What to work on :: In the records that follow, find the line with "501V493L719 488L716 481L698"; from there, retype every line exactly through the line with "433L1106 427L1029 379L530", which also belongs to the answer.

Data records ::

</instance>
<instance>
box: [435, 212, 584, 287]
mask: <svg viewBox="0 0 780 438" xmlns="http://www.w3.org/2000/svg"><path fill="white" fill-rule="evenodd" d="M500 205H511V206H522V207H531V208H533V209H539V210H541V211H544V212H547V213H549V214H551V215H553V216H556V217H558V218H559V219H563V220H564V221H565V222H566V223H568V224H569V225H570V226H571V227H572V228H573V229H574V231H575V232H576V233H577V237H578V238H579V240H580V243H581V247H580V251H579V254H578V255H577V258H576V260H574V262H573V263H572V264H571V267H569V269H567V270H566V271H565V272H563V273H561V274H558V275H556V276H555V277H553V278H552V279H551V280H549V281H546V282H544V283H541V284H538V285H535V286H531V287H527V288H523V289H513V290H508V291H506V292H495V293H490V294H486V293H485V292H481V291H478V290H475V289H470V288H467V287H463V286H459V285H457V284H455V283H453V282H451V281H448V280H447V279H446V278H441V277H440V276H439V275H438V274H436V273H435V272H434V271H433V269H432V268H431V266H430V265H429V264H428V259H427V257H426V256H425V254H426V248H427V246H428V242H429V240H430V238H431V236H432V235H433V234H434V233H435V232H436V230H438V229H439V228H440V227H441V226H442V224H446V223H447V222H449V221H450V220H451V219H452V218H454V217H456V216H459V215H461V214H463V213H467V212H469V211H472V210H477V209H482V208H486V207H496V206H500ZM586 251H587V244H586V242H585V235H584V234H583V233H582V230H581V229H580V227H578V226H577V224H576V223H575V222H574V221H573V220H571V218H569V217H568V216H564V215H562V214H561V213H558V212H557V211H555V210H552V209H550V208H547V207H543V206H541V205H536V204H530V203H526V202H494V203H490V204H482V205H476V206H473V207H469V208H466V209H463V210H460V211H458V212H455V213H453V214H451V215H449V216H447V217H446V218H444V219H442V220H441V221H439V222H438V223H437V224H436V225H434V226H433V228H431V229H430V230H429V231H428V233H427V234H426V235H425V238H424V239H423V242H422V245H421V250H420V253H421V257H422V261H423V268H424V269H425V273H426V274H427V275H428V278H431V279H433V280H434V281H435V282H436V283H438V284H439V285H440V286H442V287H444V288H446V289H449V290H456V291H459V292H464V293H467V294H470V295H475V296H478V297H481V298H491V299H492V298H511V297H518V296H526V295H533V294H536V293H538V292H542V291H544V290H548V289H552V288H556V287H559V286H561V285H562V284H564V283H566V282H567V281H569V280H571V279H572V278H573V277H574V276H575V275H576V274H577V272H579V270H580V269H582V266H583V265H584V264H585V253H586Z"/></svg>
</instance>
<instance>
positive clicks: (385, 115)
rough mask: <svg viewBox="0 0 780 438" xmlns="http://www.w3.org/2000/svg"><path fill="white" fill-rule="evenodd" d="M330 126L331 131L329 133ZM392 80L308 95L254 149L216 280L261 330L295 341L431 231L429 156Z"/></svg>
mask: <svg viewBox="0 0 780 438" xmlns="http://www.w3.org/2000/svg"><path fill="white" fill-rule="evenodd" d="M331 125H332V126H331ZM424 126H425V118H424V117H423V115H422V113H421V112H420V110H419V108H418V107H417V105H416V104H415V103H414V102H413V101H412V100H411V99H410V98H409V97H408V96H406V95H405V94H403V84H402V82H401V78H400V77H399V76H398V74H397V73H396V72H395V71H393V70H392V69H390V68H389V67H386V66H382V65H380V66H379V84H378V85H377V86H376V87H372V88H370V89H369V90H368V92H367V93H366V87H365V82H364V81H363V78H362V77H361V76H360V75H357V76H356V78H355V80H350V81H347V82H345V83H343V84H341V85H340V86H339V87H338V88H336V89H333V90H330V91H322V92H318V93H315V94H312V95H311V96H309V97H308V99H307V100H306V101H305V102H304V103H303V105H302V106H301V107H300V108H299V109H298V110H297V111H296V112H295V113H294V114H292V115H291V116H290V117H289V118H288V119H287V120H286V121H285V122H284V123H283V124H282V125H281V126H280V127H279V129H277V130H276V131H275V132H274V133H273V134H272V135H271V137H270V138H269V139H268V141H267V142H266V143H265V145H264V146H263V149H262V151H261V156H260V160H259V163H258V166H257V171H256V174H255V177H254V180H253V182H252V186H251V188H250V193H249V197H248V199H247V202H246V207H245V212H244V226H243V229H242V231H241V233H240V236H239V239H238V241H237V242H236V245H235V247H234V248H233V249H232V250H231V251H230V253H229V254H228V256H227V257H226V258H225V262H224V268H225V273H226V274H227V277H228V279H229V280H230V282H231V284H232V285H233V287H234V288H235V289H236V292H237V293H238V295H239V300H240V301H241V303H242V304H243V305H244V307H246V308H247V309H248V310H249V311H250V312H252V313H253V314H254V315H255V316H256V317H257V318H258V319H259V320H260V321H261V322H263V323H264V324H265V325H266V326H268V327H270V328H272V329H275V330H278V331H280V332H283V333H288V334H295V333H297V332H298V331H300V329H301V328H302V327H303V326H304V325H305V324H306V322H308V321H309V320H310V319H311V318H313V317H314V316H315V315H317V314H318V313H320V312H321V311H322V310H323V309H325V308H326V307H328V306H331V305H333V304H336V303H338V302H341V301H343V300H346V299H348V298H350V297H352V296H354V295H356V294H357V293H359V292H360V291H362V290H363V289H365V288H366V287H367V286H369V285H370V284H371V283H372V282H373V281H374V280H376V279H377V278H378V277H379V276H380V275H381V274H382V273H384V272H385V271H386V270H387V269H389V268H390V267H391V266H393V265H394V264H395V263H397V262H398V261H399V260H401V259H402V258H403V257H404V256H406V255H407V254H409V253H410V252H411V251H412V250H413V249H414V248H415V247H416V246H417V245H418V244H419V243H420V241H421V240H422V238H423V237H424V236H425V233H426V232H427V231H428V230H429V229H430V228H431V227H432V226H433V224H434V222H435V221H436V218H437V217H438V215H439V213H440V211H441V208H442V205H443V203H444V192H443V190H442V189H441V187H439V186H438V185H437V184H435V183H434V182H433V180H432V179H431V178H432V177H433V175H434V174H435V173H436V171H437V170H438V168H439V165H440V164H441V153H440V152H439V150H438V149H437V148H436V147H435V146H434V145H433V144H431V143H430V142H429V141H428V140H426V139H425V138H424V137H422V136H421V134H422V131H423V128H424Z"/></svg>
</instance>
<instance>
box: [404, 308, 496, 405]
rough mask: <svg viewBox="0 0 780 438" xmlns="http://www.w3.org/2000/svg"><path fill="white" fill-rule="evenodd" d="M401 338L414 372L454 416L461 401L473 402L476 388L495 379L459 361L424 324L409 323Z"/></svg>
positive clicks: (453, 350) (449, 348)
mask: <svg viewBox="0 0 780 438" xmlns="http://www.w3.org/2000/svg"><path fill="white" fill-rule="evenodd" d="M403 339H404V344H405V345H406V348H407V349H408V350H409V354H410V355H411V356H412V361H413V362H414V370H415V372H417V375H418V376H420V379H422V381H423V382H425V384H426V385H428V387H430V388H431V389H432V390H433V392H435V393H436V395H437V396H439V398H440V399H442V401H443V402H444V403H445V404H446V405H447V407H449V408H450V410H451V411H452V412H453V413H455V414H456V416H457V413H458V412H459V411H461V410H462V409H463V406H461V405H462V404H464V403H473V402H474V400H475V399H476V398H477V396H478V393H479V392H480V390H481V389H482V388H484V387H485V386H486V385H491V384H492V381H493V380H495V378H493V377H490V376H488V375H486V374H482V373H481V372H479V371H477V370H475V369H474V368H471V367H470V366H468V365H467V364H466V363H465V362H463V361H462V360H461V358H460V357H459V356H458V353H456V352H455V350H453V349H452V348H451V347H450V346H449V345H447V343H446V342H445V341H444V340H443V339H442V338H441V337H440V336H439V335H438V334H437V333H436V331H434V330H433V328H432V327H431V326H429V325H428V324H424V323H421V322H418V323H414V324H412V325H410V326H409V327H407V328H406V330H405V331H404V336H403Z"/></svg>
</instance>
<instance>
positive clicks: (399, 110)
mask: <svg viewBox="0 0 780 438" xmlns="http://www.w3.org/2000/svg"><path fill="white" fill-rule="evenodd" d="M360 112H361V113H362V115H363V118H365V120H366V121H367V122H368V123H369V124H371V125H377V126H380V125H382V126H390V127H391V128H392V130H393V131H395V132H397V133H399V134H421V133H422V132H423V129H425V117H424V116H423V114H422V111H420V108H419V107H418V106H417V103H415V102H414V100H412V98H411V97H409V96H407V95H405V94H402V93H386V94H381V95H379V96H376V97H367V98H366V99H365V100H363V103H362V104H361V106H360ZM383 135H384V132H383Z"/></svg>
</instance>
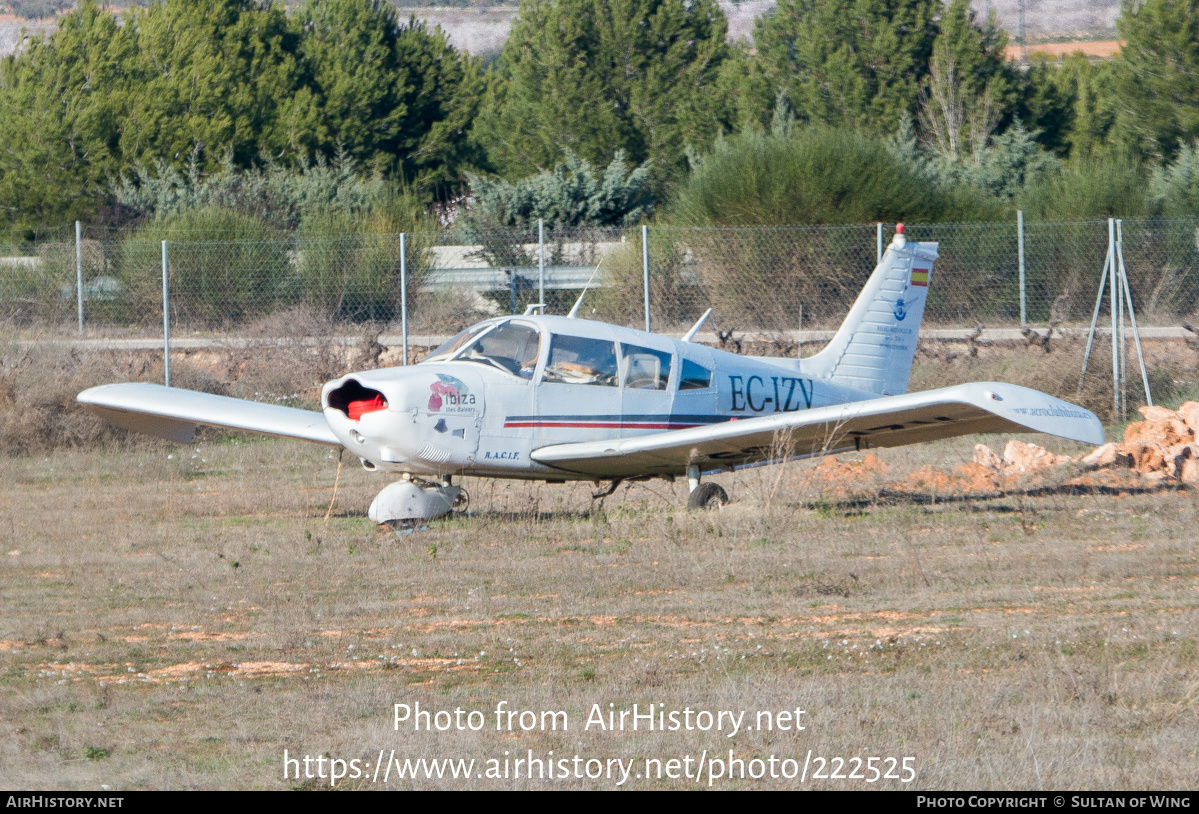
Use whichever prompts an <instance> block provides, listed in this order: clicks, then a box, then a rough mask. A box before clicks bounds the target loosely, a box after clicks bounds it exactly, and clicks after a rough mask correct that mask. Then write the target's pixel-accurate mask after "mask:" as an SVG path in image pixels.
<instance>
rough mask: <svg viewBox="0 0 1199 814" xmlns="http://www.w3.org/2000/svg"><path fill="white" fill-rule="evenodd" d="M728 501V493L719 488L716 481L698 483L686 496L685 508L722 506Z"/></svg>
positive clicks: (694, 508) (726, 502) (728, 498)
mask: <svg viewBox="0 0 1199 814" xmlns="http://www.w3.org/2000/svg"><path fill="white" fill-rule="evenodd" d="M728 502H729V493H727V492H725V490H724V489H722V488H721V486H719V484H718V483H712V482H711V481H709V482H707V483H700V484H699V486H698V487H695V488H694V490H692V493H691V496H689V498H687V508H689V509H700V508H722V507H724V506H725V505H728Z"/></svg>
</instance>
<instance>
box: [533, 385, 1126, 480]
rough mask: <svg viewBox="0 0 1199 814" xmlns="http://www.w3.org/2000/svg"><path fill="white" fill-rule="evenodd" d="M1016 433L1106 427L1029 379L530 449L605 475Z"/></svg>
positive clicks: (830, 406) (1081, 440) (640, 471)
mask: <svg viewBox="0 0 1199 814" xmlns="http://www.w3.org/2000/svg"><path fill="white" fill-rule="evenodd" d="M1013 432H1014V433H1029V432H1032V433H1049V434H1050V435H1059V436H1061V438H1067V439H1071V440H1074V441H1085V442H1087V444H1102V442H1103V426H1102V424H1101V423H1099V420H1098V418H1096V417H1095V415H1093V414H1092V412H1090V411H1087V410H1084V409H1083V408H1079V406H1074V405H1073V404H1070V403H1067V402H1062V400H1061V399H1056V398H1054V397H1052V396H1047V394H1046V393H1041V392H1038V391H1035V390H1029V388H1028V387H1019V386H1017V385H1007V384H1000V382H993V381H984V382H974V384H969V385H956V386H953V387H942V388H940V390H929V391H924V392H921V393H905V394H903V396H886V397H881V398H873V399H867V400H864V402H851V403H848V404H838V405H833V406H824V408H817V409H813V410H801V411H797V412H777V414H771V415H767V416H761V417H754V418H743V420H740V421H729V422H724V423H718V424H709V426H706V427H692V428H689V429H677V430H669V432H664V433H655V434H652V435H640V436H637V438H628V439H620V440H611V441H585V442H580V444H558V445H554V446H547V447H541V448H540V450H534V452H532V454H531V457H532V459H534V460H537V462H538V463H542V464H546V465H548V466H554V468H558V469H561V470H566V471H570V472H576V474H583V475H594V476H595V477H596V478H603V480H607V478H611V477H637V476H640V475H657V474H671V472H673V474H677V472H681V471H683V470H685V469H686V466H688V465H691V464H698V465H699V468H700V470H701V471H705V472H711V471H719V470H723V469H730V468H735V466H742V465H746V464H754V463H761V462H769V460H781V459H784V458H809V457H812V456H821V454H830V453H833V452H845V451H850V450H866V448H869V447H893V446H903V445H905V444H917V442H921V441H933V440H936V439H942V438H954V436H958V435H972V434H975V433H1013Z"/></svg>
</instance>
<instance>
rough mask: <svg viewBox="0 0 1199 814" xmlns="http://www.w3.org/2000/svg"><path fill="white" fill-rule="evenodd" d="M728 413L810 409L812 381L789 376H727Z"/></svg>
mask: <svg viewBox="0 0 1199 814" xmlns="http://www.w3.org/2000/svg"><path fill="white" fill-rule="evenodd" d="M729 394H730V397H731V404H730V406H729V410H730V411H731V412H746V411H749V412H795V411H796V410H808V409H811V408H812V380H811V379H793V378H791V376H770V380H769V381H767V380H766V379H764V378H763V376H749V378H748V379H746V378H745V376H734V375H730V376H729Z"/></svg>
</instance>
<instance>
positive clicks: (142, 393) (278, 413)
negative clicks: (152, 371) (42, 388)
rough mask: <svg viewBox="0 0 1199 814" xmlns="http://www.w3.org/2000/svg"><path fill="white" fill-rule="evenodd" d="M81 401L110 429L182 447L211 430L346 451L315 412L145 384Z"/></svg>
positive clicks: (318, 415)
mask: <svg viewBox="0 0 1199 814" xmlns="http://www.w3.org/2000/svg"><path fill="white" fill-rule="evenodd" d="M78 400H79V403H80V404H83V405H84V406H86V408H88V409H89V410H91V411H92V412H95V414H96V415H98V416H100V417H101V418H103V420H104V421H107V422H109V423H110V424H115V426H118V427H123V428H125V429H132V430H134V432H138V433H145V434H147V435H157V436H158V438H164V439H168V440H170V441H179V442H181V444H188V442H191V440H192V436H193V435H195V428H197V426H198V424H205V426H209V427H224V428H227V429H241V430H246V432H247V433H263V434H264V435H276V436H278V438H293V439H299V440H301V441H312V442H314V444H327V445H330V446H342V442H341V441H338V440H337V436H336V435H333V432H332V430H331V429H330V428H329V424H327V423H326V422H325V416H324V415H321V414H320V412H314V411H313V410H300V409H296V408H288V406H282V405H278V404H263V403H260V402H248V400H246V399H240V398H229V397H227V396H213V394H212V393H199V392H195V391H194V390H181V388H179V387H164V386H162V385H149V384H141V382H128V384H122V385H102V386H100V387H92V388H91V390H85V391H83V392H82V393H79V396H78Z"/></svg>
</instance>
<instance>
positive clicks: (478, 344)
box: [454, 322, 541, 379]
mask: <svg viewBox="0 0 1199 814" xmlns="http://www.w3.org/2000/svg"><path fill="white" fill-rule="evenodd" d="M540 350H541V337H540V334H538V333H537V328H535V327H534V326H531V325H524V324H522V322H501V324H500V325H498V326H496V327H495V330H494V331H488V332H487V333H484V334H482V336H481V337H478V338H477V339H475V340H474V342H472V343H470V344H469V345H466V348H465V349H464V350H463V351H462V352H459V354H458V355H457V356H456V357H454V361H458V362H478V363H481V364H490V366H492V367H498V368H500V369H501V370H504V372H505V373H511V374H512V375H514V376H520V378H522V379H532V373H534V369H535V368H536V367H537V355H538V352H540Z"/></svg>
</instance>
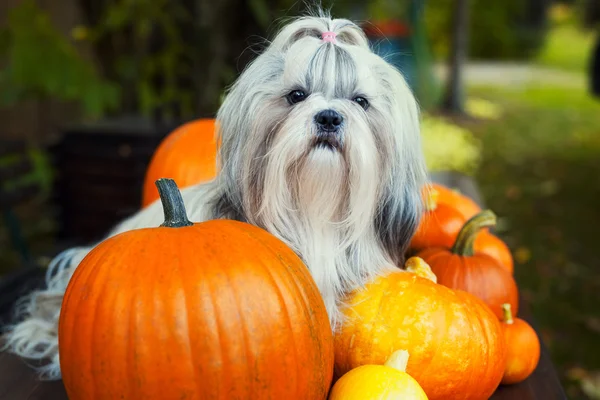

Solution to the problem ::
rough mask: <svg viewBox="0 0 1199 814" xmlns="http://www.w3.org/2000/svg"><path fill="white" fill-rule="evenodd" d="M728 501V493L719 488L716 481L698 483L686 496L685 508L722 506Z"/></svg>
positive clicks: (694, 508) (726, 502) (728, 498)
mask: <svg viewBox="0 0 1199 814" xmlns="http://www.w3.org/2000/svg"><path fill="white" fill-rule="evenodd" d="M728 502H729V493H727V492H725V490H724V489H722V488H721V486H719V484H718V483H712V482H711V481H709V482H707V483H700V484H699V486H698V487H695V488H694V490H692V493H691V496H689V498H687V508H689V509H700V508H722V507H724V506H725V505H728Z"/></svg>
</instance>
<instance>
box: [533, 385, 1126, 480]
rough mask: <svg viewBox="0 0 1199 814" xmlns="http://www.w3.org/2000/svg"><path fill="white" fill-rule="evenodd" d="M1016 433L1106 427L1029 379L530 449L605 475Z"/></svg>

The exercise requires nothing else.